(Records for the exercise)

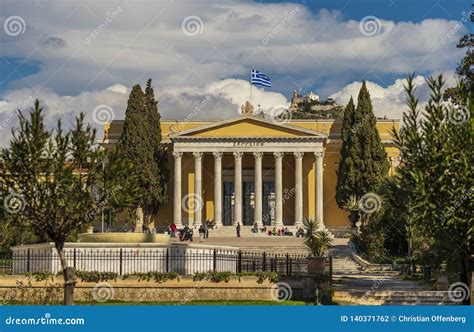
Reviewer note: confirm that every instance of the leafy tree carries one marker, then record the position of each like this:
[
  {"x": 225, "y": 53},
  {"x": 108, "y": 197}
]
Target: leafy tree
[
  {"x": 436, "y": 176},
  {"x": 363, "y": 163},
  {"x": 141, "y": 144},
  {"x": 53, "y": 176}
]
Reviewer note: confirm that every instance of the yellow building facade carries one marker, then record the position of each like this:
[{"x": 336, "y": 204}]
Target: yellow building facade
[{"x": 251, "y": 169}]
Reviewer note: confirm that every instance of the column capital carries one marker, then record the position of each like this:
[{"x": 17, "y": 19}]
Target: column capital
[
  {"x": 298, "y": 155},
  {"x": 319, "y": 154},
  {"x": 238, "y": 154},
  {"x": 258, "y": 155},
  {"x": 197, "y": 155},
  {"x": 278, "y": 155}
]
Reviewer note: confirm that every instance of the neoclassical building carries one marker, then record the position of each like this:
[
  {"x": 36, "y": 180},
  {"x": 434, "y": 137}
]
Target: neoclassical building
[{"x": 253, "y": 169}]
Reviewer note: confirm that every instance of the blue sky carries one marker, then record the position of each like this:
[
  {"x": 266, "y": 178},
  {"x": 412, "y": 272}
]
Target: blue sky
[
  {"x": 397, "y": 10},
  {"x": 77, "y": 55}
]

(End Records for the exercise)

Exercise goal:
Would you please repeat, exactly as written, the lines from the one containing "Target: yellow building facade" through the end of the listing above, including both, and only those?

Written response:
Target: yellow building facade
[{"x": 251, "y": 169}]
Reviewer note: confirm that every instance of the column capital carries one marker, then record the position of each like this:
[{"x": 17, "y": 19}]
Target: column capital
[
  {"x": 298, "y": 155},
  {"x": 319, "y": 154},
  {"x": 238, "y": 154},
  {"x": 258, "y": 155},
  {"x": 197, "y": 155},
  {"x": 278, "y": 155}
]
Reviewer note: confirm that every instance of the neoclassical building carries one marker, then record the position of each like this:
[
  {"x": 36, "y": 180},
  {"x": 434, "y": 137}
]
Target: neoclassical building
[{"x": 253, "y": 169}]
Reviewer note: confirm that every instance of the blue sky carries one marker, then record the position of each like this:
[
  {"x": 266, "y": 178},
  {"x": 412, "y": 272}
]
Target: blue sky
[
  {"x": 397, "y": 10},
  {"x": 77, "y": 55}
]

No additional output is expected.